Top of INPUT DATA
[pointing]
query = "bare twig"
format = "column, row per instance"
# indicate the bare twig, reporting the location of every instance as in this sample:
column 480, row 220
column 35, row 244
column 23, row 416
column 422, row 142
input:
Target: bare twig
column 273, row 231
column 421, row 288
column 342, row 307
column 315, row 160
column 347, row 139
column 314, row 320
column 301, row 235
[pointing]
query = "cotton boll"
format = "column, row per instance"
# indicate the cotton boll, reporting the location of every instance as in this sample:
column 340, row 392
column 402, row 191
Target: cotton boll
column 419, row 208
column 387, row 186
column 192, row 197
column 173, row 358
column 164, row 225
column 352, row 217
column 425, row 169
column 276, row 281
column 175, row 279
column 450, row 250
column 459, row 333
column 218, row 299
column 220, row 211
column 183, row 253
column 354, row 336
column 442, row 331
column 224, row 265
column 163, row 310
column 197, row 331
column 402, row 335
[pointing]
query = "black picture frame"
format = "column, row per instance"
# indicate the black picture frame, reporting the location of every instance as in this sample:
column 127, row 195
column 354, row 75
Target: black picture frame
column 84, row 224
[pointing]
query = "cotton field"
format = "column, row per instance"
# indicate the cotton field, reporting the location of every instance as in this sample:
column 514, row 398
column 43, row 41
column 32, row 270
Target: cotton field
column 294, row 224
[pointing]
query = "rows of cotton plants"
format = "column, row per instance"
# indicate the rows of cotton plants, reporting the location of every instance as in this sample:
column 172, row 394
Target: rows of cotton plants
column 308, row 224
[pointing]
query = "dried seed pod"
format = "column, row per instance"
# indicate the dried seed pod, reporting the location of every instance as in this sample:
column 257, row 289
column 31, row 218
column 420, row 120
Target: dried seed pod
Bottom of INPUT DATA
WHAT THE TASK REQUIRES:
All lines of the data above must be returned exactly.

WRITTEN RESPONSE:
[pointing]
query = "bare twig"
format = "column, row per instance"
# indicate the bare twig, reporting the location of every instance as in this sample:
column 480, row 220
column 35, row 244
column 23, row 416
column 422, row 142
input:
Target: bare twig
column 273, row 231
column 421, row 288
column 342, row 307
column 315, row 160
column 347, row 139
column 314, row 320
column 301, row 235
[pointing]
query = "cotton boll"
format = "column, row per instance"
# indicate the cotton boll, reporting the location of every instance as in this sample:
column 340, row 392
column 402, row 191
Target: cotton boll
column 419, row 208
column 387, row 186
column 192, row 197
column 173, row 358
column 164, row 225
column 352, row 217
column 425, row 169
column 276, row 281
column 175, row 279
column 450, row 250
column 459, row 333
column 218, row 299
column 220, row 211
column 183, row 253
column 354, row 336
column 442, row 331
column 224, row 265
column 163, row 310
column 197, row 331
column 402, row 335
[pointing]
query = "black picture frame"
format = "column, row per instance"
# indicate the black picture frame, reporting the location of every instance as in this sample:
column 127, row 195
column 354, row 75
Target: black picture frame
column 84, row 224
[pointing]
query = "cotton field"
format = "column, row per instance"
# indicate the cotton field, reporting the location of every instance as in this sample:
column 514, row 398
column 43, row 41
column 32, row 270
Target: cotton field
column 294, row 224
[pointing]
query = "rows of cotton plants"
format = "column, row per instance"
# indicate the rows of cotton plants, reporting the location of every instance as in this sample:
column 172, row 394
Target: rows of cotton plants
column 308, row 224
[pointing]
query = "dried seed pod"
format = "column, row per instance"
# indicate the dried seed pod, reporting the location of every instance as in this sample:
column 257, row 289
column 31, row 218
column 420, row 120
Target: dried seed pod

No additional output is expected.